**Action item**
Retype the whole listing that follows so that it matches the original exactly.

**Study material**
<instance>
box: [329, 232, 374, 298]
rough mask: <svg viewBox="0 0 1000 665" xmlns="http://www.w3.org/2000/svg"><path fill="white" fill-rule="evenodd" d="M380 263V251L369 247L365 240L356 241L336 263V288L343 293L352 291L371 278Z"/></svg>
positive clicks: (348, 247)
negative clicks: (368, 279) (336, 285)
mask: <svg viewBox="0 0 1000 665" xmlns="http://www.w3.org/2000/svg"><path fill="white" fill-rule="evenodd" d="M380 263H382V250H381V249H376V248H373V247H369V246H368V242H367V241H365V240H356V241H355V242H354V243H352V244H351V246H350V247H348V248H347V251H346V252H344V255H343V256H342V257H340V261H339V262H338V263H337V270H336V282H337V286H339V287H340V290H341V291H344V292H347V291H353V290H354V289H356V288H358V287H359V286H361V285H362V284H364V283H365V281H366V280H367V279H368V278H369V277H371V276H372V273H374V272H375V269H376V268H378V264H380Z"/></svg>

**Result for this task**
<instance>
box: [329, 232, 374, 298]
rough mask: <svg viewBox="0 0 1000 665" xmlns="http://www.w3.org/2000/svg"><path fill="white" fill-rule="evenodd" d="M380 263V251L369 247L365 240L356 241L336 263V288L343 293L352 291L371 278Z"/></svg>
positive clicks: (348, 247)
negative clicks: (368, 279) (336, 285)
mask: <svg viewBox="0 0 1000 665" xmlns="http://www.w3.org/2000/svg"><path fill="white" fill-rule="evenodd" d="M380 263H382V250H381V249H376V248H373V247H369V246H368V242H367V241H365V240H356V241H355V242H354V243H352V244H351V246H350V247H348V248H347V251H346V252H344V255H343V256H342V257H340V261H339V262H338V263H337V270H336V282H337V286H339V287H340V290H341V291H344V292H347V291H353V290H354V289H356V288H358V287H359V286H361V285H362V284H364V283H365V281H366V280H367V279H368V278H369V277H371V276H372V273H374V272H375V269H376V268H378V264H380Z"/></svg>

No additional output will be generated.